◆ Aim:
Find every line in the items below that contains the word "fabric", and copy each of those lines in full. Matching is case-sensitive.

◆ Recorded data:
# # #
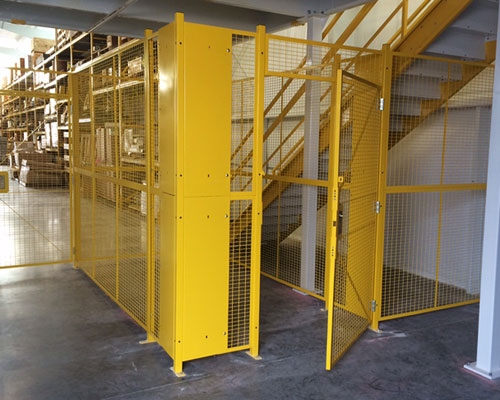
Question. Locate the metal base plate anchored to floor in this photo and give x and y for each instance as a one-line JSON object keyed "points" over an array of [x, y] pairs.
{"points": [[478, 371]]}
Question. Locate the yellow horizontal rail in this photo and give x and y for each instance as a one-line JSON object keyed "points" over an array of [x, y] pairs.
{"points": [[301, 181], [435, 188]]}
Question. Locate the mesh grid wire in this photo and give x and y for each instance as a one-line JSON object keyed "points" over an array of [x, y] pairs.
{"points": [[356, 228], [155, 146], [34, 151], [242, 141], [287, 153], [111, 157], [439, 134], [240, 262]]}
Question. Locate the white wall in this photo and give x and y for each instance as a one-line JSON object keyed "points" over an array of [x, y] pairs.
{"points": [[413, 219]]}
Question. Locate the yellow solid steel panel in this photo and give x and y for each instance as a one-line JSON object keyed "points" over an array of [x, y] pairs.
{"points": [[206, 277], [167, 107], [208, 68], [4, 182], [168, 257]]}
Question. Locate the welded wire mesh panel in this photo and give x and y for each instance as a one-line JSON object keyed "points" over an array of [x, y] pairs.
{"points": [[410, 252], [356, 226], [132, 267], [154, 146], [438, 136], [156, 269], [131, 111], [114, 230], [35, 224], [240, 261], [292, 56]]}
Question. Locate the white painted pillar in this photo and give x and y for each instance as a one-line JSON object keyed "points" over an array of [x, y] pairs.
{"points": [[488, 344], [311, 147]]}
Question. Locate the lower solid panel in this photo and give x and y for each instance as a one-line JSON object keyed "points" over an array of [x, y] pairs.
{"points": [[206, 276]]}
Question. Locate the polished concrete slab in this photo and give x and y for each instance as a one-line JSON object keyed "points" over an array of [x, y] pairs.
{"points": [[62, 338]]}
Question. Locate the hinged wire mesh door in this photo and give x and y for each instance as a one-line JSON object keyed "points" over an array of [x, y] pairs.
{"points": [[357, 122]]}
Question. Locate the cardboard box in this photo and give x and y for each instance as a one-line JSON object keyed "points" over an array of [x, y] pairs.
{"points": [[41, 45], [23, 147], [111, 41], [135, 66], [55, 133]]}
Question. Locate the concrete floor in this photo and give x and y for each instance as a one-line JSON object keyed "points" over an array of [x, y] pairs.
{"points": [[62, 338]]}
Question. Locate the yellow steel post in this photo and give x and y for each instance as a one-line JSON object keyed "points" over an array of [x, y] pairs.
{"points": [[257, 174], [92, 160], [180, 126], [148, 83], [117, 171], [333, 199], [441, 180], [74, 192], [404, 18], [330, 217], [382, 183]]}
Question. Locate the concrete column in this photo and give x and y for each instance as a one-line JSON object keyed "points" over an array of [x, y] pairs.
{"points": [[315, 26], [488, 343]]}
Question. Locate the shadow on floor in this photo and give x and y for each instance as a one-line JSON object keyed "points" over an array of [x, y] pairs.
{"points": [[62, 338]]}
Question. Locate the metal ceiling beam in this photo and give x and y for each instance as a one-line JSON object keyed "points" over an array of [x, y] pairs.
{"points": [[111, 15], [27, 30], [146, 14], [297, 8]]}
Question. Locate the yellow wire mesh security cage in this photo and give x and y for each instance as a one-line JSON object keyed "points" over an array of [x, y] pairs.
{"points": [[35, 212], [437, 155], [111, 176], [298, 87], [358, 117], [122, 207]]}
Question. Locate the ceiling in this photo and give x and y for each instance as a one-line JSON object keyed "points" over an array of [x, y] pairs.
{"points": [[131, 18]]}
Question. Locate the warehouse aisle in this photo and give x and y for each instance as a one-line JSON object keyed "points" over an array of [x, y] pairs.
{"points": [[62, 338]]}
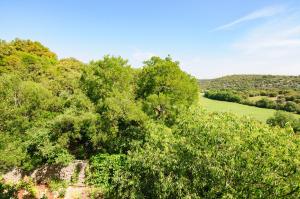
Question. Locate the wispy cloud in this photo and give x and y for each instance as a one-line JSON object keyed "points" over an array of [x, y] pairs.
{"points": [[261, 13], [271, 47]]}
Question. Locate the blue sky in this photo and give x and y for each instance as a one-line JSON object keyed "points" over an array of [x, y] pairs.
{"points": [[209, 38]]}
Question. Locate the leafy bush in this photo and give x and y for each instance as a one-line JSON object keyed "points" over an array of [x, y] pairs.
{"points": [[103, 168], [282, 119], [212, 156], [265, 103]]}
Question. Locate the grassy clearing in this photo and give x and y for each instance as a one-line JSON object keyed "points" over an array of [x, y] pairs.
{"points": [[260, 114], [256, 98]]}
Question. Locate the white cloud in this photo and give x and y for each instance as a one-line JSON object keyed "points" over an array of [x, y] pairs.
{"points": [[261, 13], [270, 48]]}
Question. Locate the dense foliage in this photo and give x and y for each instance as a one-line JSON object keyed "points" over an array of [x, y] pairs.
{"points": [[282, 119], [211, 156], [252, 82], [141, 129], [53, 111], [279, 103], [223, 96]]}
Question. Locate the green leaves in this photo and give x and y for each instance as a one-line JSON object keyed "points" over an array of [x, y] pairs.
{"points": [[164, 89]]}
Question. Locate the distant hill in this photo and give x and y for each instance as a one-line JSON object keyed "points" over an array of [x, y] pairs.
{"points": [[250, 82]]}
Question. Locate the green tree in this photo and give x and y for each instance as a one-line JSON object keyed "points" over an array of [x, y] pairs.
{"points": [[165, 89]]}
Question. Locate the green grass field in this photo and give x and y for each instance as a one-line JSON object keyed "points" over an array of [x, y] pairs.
{"points": [[260, 114]]}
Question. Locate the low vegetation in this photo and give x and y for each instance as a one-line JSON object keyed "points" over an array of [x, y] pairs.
{"points": [[142, 130], [264, 91]]}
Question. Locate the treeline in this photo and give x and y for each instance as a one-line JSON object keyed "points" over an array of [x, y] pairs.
{"points": [[141, 129], [280, 103], [264, 91], [253, 82]]}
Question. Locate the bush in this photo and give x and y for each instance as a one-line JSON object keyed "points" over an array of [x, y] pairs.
{"points": [[265, 103], [103, 168], [212, 156], [282, 119], [290, 106]]}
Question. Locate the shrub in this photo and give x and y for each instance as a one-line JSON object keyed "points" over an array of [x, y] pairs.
{"points": [[282, 119], [103, 168], [290, 106], [265, 103], [212, 156]]}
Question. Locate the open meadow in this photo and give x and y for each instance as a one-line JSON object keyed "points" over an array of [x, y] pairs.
{"points": [[261, 114]]}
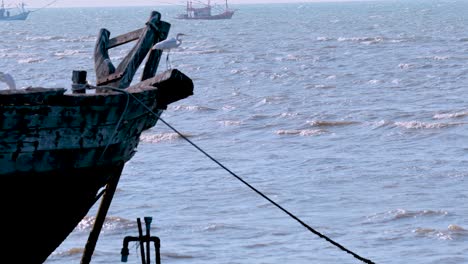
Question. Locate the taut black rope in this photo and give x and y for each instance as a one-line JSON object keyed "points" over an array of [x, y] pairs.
{"points": [[246, 183]]}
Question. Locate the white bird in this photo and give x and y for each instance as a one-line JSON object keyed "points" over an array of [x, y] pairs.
{"points": [[8, 79], [169, 44]]}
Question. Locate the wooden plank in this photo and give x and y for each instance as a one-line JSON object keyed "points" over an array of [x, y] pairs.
{"points": [[154, 56], [125, 38]]}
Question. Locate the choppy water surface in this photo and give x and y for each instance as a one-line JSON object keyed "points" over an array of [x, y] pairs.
{"points": [[353, 116]]}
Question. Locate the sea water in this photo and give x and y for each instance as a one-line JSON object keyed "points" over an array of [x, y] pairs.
{"points": [[351, 116]]}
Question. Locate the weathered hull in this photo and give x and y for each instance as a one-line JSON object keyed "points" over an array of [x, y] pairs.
{"points": [[39, 210], [57, 151]]}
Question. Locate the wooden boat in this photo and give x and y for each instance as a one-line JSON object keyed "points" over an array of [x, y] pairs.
{"points": [[61, 152], [204, 13], [6, 16]]}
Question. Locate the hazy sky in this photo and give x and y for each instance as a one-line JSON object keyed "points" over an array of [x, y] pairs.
{"points": [[72, 3]]}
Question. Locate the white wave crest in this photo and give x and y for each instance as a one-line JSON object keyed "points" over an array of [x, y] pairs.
{"points": [[451, 115], [301, 132], [156, 138]]}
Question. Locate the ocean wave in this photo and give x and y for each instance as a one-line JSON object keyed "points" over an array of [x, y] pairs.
{"points": [[176, 255], [400, 214], [191, 108], [451, 115], [69, 252], [156, 138], [325, 123], [111, 223], [44, 38], [424, 125], [301, 132], [67, 53], [30, 60], [452, 232], [230, 123], [363, 40]]}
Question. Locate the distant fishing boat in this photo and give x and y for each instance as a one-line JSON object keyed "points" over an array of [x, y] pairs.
{"points": [[6, 15], [205, 12]]}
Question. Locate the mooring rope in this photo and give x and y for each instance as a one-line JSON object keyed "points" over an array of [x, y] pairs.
{"points": [[365, 260]]}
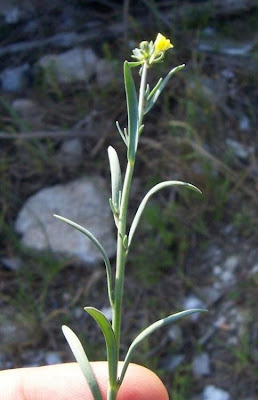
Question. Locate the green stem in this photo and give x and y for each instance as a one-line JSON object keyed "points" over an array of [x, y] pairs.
{"points": [[142, 93], [122, 249]]}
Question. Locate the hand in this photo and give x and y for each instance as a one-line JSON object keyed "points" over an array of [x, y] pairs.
{"points": [[66, 382]]}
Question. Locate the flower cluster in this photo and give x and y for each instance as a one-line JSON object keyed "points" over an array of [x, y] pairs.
{"points": [[150, 52]]}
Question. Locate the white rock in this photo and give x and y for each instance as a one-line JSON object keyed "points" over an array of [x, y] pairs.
{"points": [[13, 78], [52, 357], [29, 112], [71, 66], [201, 365], [211, 392], [84, 201]]}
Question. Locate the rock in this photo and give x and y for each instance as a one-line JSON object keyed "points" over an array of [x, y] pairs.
{"points": [[71, 66], [201, 365], [71, 152], [226, 47], [52, 357], [29, 112], [240, 150], [170, 363], [84, 201], [211, 392], [13, 79], [210, 294], [213, 252], [193, 301]]}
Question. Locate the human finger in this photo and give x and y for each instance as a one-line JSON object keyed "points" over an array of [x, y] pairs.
{"points": [[66, 382]]}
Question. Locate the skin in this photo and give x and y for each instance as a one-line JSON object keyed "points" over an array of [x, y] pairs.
{"points": [[66, 382]]}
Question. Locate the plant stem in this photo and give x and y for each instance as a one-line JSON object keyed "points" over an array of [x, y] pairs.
{"points": [[122, 248]]}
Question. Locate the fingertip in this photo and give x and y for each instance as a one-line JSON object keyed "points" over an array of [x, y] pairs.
{"points": [[143, 384]]}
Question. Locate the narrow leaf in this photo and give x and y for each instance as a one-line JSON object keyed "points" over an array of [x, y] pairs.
{"points": [[99, 247], [155, 189], [116, 181], [153, 96], [133, 64], [146, 332], [110, 339], [83, 361], [123, 135], [156, 87], [132, 111]]}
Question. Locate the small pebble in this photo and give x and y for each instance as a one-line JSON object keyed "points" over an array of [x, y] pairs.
{"points": [[211, 392]]}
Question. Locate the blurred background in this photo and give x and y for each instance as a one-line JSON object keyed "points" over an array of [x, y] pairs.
{"points": [[60, 95]]}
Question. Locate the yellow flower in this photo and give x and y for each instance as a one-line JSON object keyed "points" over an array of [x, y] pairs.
{"points": [[161, 44]]}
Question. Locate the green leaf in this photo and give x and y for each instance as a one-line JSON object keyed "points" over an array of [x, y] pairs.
{"points": [[116, 181], [132, 111], [110, 339], [148, 331], [156, 91], [99, 247], [83, 361], [123, 135], [155, 189], [133, 64]]}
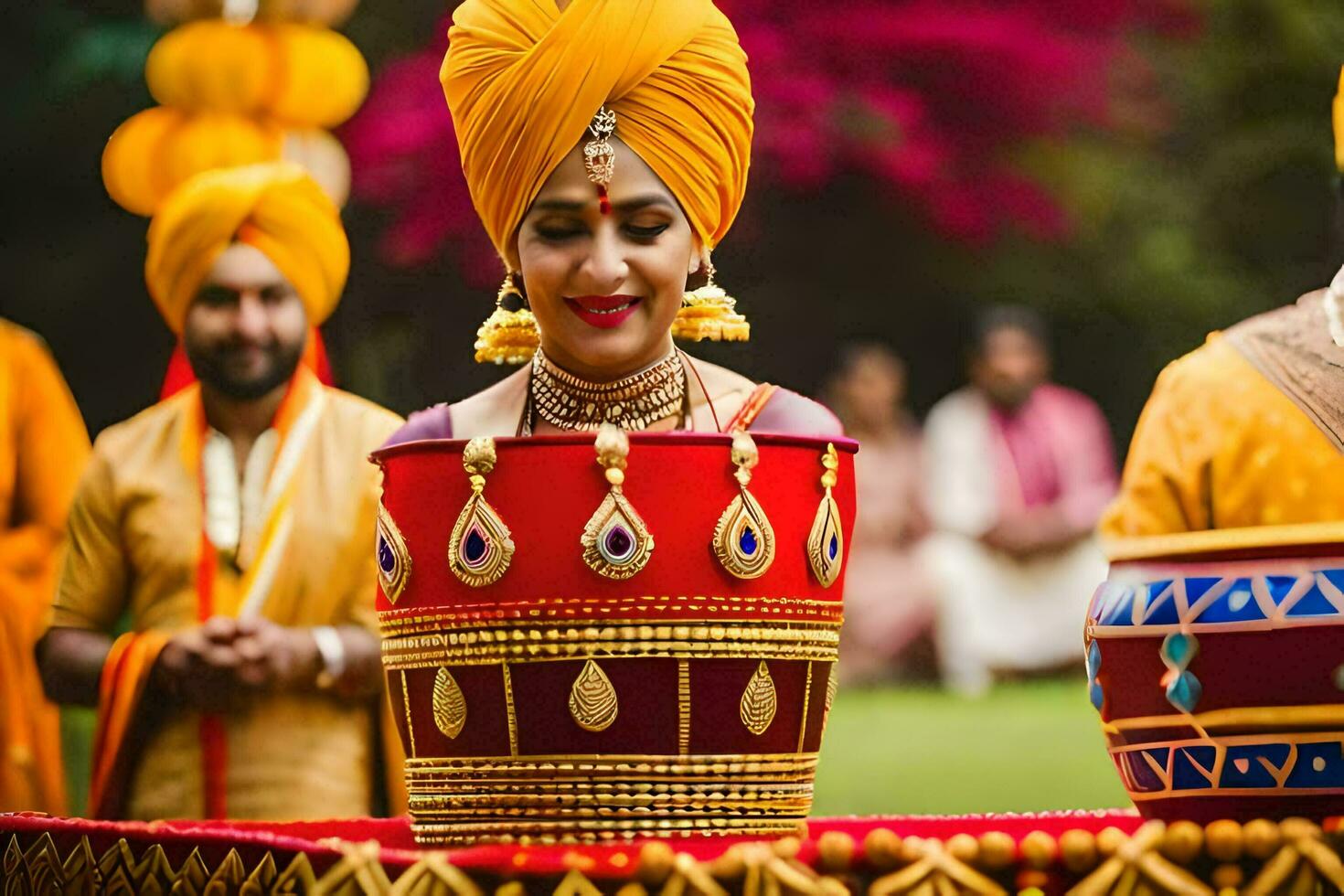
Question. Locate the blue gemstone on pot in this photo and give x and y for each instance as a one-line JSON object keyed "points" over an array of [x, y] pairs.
{"points": [[618, 541], [475, 547], [1179, 649], [1184, 692], [386, 558]]}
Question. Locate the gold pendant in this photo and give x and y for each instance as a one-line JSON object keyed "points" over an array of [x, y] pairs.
{"points": [[593, 699], [449, 704], [743, 539], [826, 540], [758, 701], [394, 560], [480, 549], [615, 541]]}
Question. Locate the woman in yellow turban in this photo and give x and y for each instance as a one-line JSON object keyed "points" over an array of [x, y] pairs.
{"points": [[605, 144]]}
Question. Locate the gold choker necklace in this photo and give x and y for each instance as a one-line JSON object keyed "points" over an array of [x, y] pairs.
{"points": [[634, 403]]}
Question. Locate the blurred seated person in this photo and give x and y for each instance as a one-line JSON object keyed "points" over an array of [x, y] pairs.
{"points": [[231, 526], [1018, 472], [43, 448], [1246, 430], [889, 601]]}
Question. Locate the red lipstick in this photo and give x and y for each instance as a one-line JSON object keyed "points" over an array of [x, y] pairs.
{"points": [[603, 312]]}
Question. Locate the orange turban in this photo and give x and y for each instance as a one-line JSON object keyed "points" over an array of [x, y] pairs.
{"points": [[525, 80], [273, 206], [1339, 123]]}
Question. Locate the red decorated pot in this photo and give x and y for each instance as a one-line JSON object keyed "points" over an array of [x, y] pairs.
{"points": [[1217, 664], [586, 647]]}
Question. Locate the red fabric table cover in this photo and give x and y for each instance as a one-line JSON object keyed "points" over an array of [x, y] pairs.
{"points": [[323, 841]]}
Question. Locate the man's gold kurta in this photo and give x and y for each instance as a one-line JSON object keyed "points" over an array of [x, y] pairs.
{"points": [[43, 448], [1220, 446], [134, 546]]}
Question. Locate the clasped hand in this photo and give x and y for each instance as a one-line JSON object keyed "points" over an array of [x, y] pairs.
{"points": [[226, 663]]}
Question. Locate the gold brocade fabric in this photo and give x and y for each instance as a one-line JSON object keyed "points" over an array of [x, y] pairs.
{"points": [[1220, 446], [43, 448], [134, 536]]}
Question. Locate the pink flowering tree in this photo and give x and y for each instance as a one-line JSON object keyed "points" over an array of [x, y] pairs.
{"points": [[929, 98]]}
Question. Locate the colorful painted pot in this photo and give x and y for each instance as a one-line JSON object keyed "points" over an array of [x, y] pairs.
{"points": [[1217, 666], [578, 653]]}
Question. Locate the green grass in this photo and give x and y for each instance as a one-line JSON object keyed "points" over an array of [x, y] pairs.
{"points": [[1026, 747]]}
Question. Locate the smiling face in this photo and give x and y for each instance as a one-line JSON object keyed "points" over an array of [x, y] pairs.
{"points": [[605, 288], [246, 329]]}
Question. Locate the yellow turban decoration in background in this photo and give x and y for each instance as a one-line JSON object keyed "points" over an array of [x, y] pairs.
{"points": [[525, 80], [276, 208]]}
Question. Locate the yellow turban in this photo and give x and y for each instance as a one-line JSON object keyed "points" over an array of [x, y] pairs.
{"points": [[525, 80], [1339, 123], [273, 206]]}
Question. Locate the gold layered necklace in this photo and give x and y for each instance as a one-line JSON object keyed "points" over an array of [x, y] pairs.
{"points": [[634, 403]]}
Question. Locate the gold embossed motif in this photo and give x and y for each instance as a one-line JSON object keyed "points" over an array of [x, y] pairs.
{"points": [[758, 701], [743, 539], [394, 560], [449, 704], [826, 540], [615, 541], [593, 699], [480, 547]]}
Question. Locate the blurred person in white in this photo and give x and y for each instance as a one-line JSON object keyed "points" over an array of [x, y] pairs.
{"points": [[889, 600], [1018, 472]]}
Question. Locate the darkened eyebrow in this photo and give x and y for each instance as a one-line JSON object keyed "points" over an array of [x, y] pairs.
{"points": [[577, 206]]}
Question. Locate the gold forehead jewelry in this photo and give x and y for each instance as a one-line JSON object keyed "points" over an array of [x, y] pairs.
{"points": [[598, 155], [634, 403], [480, 549], [743, 540], [615, 541], [826, 540]]}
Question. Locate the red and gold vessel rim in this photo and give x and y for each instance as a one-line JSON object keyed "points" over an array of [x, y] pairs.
{"points": [[718, 440]]}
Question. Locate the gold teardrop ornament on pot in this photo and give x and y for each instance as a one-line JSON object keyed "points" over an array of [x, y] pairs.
{"points": [[758, 701], [593, 699], [449, 704], [480, 546], [743, 539]]}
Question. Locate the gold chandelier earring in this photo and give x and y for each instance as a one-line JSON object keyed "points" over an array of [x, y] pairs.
{"points": [[508, 335], [709, 314]]}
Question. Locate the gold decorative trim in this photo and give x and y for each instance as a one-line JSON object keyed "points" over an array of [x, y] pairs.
{"points": [[683, 707], [411, 726], [449, 704], [758, 701], [593, 701], [483, 646], [509, 710], [611, 766], [806, 699], [480, 547], [583, 830], [605, 610], [394, 570]]}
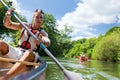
# # #
◆ Output of the exercise:
Question. Locate the red fabric table cover in this photo and give x and y for each instance as a one-line JSON object keyed "points" over an array of [x, y] pairs.
Question. Locate the gold brocade fabric in this photo and give x and y for each instance as a one-line JSON object keyed "points" over an array of [x, y] pairs.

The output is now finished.